THE EXERCISE:
Render the listing below as a Markdown table with the columns Number and Record line, numbering the rows and omitting blank lines. Leave the pictures out of the answer.

(Contour annotation records)
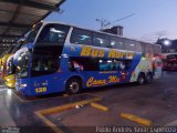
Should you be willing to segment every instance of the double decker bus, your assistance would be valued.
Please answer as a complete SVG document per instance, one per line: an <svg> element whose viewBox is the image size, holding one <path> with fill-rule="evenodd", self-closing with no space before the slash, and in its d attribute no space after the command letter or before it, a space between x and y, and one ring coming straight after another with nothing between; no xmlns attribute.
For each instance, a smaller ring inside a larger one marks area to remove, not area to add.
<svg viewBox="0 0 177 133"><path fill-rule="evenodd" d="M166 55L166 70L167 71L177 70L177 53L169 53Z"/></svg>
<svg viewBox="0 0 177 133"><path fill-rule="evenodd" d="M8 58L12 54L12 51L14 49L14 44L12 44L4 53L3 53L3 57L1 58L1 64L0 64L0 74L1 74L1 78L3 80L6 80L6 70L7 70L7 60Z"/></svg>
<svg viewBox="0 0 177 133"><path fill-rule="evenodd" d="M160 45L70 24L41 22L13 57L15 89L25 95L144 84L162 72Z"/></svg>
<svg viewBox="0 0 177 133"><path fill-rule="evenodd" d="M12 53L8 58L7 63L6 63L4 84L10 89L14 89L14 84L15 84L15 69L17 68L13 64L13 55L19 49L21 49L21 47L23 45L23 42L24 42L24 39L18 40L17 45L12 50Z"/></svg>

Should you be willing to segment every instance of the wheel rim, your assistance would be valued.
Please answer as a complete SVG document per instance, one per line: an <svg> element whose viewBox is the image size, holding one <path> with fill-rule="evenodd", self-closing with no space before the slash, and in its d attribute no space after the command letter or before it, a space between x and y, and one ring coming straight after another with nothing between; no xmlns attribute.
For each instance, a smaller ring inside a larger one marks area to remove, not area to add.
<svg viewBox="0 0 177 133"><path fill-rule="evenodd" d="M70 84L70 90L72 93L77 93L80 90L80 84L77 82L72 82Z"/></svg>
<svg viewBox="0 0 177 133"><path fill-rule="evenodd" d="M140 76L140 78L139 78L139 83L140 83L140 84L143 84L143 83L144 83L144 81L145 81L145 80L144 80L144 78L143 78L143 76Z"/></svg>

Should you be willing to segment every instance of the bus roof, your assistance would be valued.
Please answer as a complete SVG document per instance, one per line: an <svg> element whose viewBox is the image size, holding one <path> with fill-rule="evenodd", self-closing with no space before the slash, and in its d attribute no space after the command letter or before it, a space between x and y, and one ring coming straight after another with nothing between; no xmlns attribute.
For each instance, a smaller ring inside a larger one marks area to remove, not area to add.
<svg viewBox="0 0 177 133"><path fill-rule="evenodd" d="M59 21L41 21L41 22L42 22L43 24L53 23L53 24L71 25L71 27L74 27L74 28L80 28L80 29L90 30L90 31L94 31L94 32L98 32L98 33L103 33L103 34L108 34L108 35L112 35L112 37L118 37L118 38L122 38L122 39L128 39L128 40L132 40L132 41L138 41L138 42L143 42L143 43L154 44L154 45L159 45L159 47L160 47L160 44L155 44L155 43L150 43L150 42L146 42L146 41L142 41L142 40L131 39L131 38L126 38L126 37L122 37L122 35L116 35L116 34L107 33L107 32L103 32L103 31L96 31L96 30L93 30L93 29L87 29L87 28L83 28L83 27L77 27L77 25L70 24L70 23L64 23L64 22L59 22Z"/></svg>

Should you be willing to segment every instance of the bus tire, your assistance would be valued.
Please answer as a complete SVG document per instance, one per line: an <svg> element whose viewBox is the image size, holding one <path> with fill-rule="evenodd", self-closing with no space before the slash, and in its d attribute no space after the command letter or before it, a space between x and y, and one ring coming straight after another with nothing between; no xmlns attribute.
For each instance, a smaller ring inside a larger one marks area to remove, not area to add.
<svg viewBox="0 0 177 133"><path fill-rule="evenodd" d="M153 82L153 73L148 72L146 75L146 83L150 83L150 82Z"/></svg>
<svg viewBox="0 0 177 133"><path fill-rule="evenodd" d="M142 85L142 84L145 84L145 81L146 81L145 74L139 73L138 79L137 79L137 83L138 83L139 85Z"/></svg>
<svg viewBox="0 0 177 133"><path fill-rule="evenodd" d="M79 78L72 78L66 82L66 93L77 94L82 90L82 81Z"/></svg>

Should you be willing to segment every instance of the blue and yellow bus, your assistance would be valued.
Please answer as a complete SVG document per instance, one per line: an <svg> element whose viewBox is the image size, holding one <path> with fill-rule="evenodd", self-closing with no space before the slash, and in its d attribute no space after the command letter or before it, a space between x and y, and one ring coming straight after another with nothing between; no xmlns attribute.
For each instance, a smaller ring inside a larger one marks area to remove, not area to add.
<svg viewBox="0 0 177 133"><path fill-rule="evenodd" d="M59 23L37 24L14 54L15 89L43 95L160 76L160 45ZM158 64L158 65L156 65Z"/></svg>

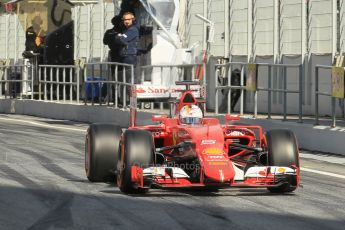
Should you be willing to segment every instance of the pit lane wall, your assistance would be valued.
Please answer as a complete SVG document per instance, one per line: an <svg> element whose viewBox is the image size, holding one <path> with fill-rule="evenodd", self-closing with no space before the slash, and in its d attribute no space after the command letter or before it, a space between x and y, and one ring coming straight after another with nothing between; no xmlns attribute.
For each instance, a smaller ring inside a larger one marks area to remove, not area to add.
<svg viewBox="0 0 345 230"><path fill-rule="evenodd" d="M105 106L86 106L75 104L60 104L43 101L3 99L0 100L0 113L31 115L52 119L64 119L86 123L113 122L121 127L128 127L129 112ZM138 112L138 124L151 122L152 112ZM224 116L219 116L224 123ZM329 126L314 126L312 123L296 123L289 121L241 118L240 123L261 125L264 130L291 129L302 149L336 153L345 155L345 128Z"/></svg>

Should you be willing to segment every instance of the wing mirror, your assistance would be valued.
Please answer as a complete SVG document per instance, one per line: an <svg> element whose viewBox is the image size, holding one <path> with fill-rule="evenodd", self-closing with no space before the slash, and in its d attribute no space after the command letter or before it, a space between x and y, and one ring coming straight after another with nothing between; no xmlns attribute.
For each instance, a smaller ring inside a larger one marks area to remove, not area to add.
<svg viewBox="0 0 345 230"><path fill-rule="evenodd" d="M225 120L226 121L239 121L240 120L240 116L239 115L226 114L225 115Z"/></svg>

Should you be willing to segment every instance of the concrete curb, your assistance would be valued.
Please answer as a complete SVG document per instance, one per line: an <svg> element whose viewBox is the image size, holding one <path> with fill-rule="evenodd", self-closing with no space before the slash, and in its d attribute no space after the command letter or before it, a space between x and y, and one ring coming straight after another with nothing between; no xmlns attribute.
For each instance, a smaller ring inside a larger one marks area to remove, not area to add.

THE ANSWER:
| Number | Record line |
|---|---|
| 1 | Should you be willing to segment every instance of the double decker bus, your assistance would be valued. |
| 2 | Please answer as a complete SVG document per instance, one per line: an <svg> element whose viewBox is the image size, holding one <path> with fill-rule="evenodd", self-closing with no space before the slash, and in its d attribute no space after the command letter or before it, a space between x and y, and one ring coming straight after another with nothing between; no xmlns attribute. |
| 3 | For each instance, a smaller ring inside a larger one marks area to remove, not area to add. |
| 4 | <svg viewBox="0 0 177 133"><path fill-rule="evenodd" d="M166 55L166 70L167 71L177 70L177 53L169 53Z"/></svg> |
| 5 | <svg viewBox="0 0 177 133"><path fill-rule="evenodd" d="M8 58L12 54L12 51L14 49L14 44L12 44L4 53L3 53L3 57L1 58L1 64L0 64L0 74L1 74L1 78L3 80L6 80L6 70L7 70L7 60Z"/></svg> |
| 6 | <svg viewBox="0 0 177 133"><path fill-rule="evenodd" d="M160 45L70 24L41 22L13 57L15 89L25 95L144 84L162 72Z"/></svg> |
| 7 | <svg viewBox="0 0 177 133"><path fill-rule="evenodd" d="M12 53L8 58L7 63L6 63L4 84L10 89L14 89L14 84L15 84L15 69L17 68L13 64L13 55L19 49L21 49L21 47L23 45L23 42L24 42L24 39L18 40L17 45L12 50Z"/></svg> |
| 8 | Should you be willing to segment every instance of the wheel rim, your assistance would be valued. |
| 9 | Please answer as a complete SVG document per instance, one per line: an <svg> element whose viewBox is the image size, holding one <path> with fill-rule="evenodd", self-closing with no space before the slash, and in its d attribute no space after the command letter or before it, a space between x and y, and one ring coming straight after another with nothing between; no xmlns attribute. |
| 10 | For each instance, a smaller ring inside a larger one marks area to remove, not area to add. |
| 11 | <svg viewBox="0 0 177 133"><path fill-rule="evenodd" d="M70 84L70 90L72 93L77 93L80 90L80 84L77 82L72 82Z"/></svg> |
| 12 | <svg viewBox="0 0 177 133"><path fill-rule="evenodd" d="M140 76L140 78L139 78L139 83L140 83L140 84L143 84L143 83L144 83L144 81L145 81L145 80L144 80L144 78L143 78L143 76Z"/></svg> |
| 13 | Should you be willing to segment every instance of the bus roof, your assistance would be valued. |
| 14 | Please answer as a complete SVG document per instance, one per line: an <svg> element whose viewBox is the image size, holding one <path> with fill-rule="evenodd", self-closing with no space before the slash, and in its d attribute no space after the command letter or before it, a space between x and y, and one ring coming straight after another with nothing between; no xmlns attribute. |
| 15 | For each instance, a smaller ring inside a larger one marks area to remove, not area to add. |
| 16 | <svg viewBox="0 0 177 133"><path fill-rule="evenodd" d="M59 21L41 21L41 22L42 22L43 24L53 23L53 24L71 25L71 27L74 27L74 28L80 28L80 29L90 30L90 31L94 31L94 32L98 32L98 33L103 33L103 34L108 34L108 35L112 35L112 37L118 37L118 38L122 38L122 39L128 39L128 40L132 40L132 41L138 41L138 42L143 42L143 43L154 44L154 45L159 45L159 47L160 47L160 44L155 44L155 43L150 43L150 42L146 42L146 41L142 41L142 40L131 39L131 38L126 38L126 37L122 37L122 35L116 35L116 34L107 33L107 32L103 32L103 31L96 31L96 30L93 30L93 29L87 29L87 28L83 28L83 27L77 27L77 25L70 24L70 23L64 23L64 22L59 22Z"/></svg> |
| 17 | Should you be willing to segment every instance of the bus tire, your assistance would be valued. |
| 18 | Please answer as a complete SVG document per instance, one per line: an <svg> element whose viewBox is the image size, holding one <path> with fill-rule="evenodd", self-closing with no space before the slash, and in its d attribute no space after the command letter or before it, a space between x and y, and one ring coming straight after another with nothing between; no xmlns attribute. |
| 19 | For each instance, a smaller ring inside a larger one marks area to remove, not area to add. |
| 20 | <svg viewBox="0 0 177 133"><path fill-rule="evenodd" d="M153 82L153 73L148 72L146 75L146 83L150 83L150 82Z"/></svg> |
| 21 | <svg viewBox="0 0 177 133"><path fill-rule="evenodd" d="M142 85L142 84L145 84L145 81L146 81L145 74L139 73L138 79L137 79L137 83L138 83L139 85Z"/></svg> |
| 22 | <svg viewBox="0 0 177 133"><path fill-rule="evenodd" d="M79 78L72 78L66 82L66 93L77 94L82 90L82 81Z"/></svg> |
| 23 | Should you be willing to segment every instance of the blue and yellow bus, your assistance would be valued. |
| 24 | Please answer as a complete SVG document per instance, one per line: an <svg> element whose viewBox is the image size, holding one <path> with fill-rule="evenodd", self-closing with no space before the slash, and in its d attribute no space after the command letter or before it, a space between x and y, and one ring coming straight after another with nothing between; no xmlns attribute. |
| 25 | For each instance, a smaller ring inside a larger one marks area to remove, not area to add. |
| 26 | <svg viewBox="0 0 177 133"><path fill-rule="evenodd" d="M59 23L37 24L14 54L15 89L43 95L160 76L160 45ZM158 64L158 65L156 65Z"/></svg> |
| 27 | Should you be willing to segment every instance of the pit lane wall, your assistance would be valued. |
| 28 | Please answer as a complete SVG document per instance, one per line: an <svg> element whose viewBox is the image size, holding one <path> with fill-rule="evenodd", self-closing with no space before the slash, and in its d attribute no space after the command letter or before it, a space between x and y, and one ring coming straight after another with nothing between; no xmlns attribute. |
| 29 | For each instance, a smaller ring inside a larger one marks area to remove, not area to add. |
| 30 | <svg viewBox="0 0 345 230"><path fill-rule="evenodd" d="M105 106L86 106L75 104L60 104L43 101L3 99L0 100L0 113L31 115L52 119L64 119L86 123L113 122L121 127L128 127L129 112ZM138 112L138 124L151 122L152 112ZM224 116L219 116L224 123ZM329 126L314 126L312 123L296 123L289 121L241 118L240 123L261 125L264 130L291 129L302 149L336 153L345 155L345 128Z"/></svg> |
| 31 | Should you be willing to segment every instance of the wing mirror, your assistance would be valued. |
| 32 | Please answer as a complete SVG document per instance, one per line: an <svg> element whose viewBox is the image size, holding one <path> with fill-rule="evenodd", self-closing with no space before the slash, and in its d attribute no space after the command letter or before it, a space between x and y, and one ring coming straight after another with nothing between; no xmlns attribute. |
| 33 | For each instance, a smaller ring inside a larger one marks area to remove, not area to add. |
| 34 | <svg viewBox="0 0 345 230"><path fill-rule="evenodd" d="M225 120L226 121L239 121L240 120L240 116L239 115L226 114L225 115Z"/></svg> |
| 35 | Should you be willing to segment every instance of the concrete curb, your assistance would be valued. |
| 36 | Please answer as a complete SVG document per instance, one per line: an <svg> element whose viewBox is the image size, holding one <path> with fill-rule="evenodd", self-closing with no space before the slash, and in its d attribute no space after the command letter or before it, a space between x and y, and one ring coming straight after another with nothing between; no xmlns attribute. |
| 37 | For each instance, a smaller ring inside a larger one marks area to remove, not area to add. |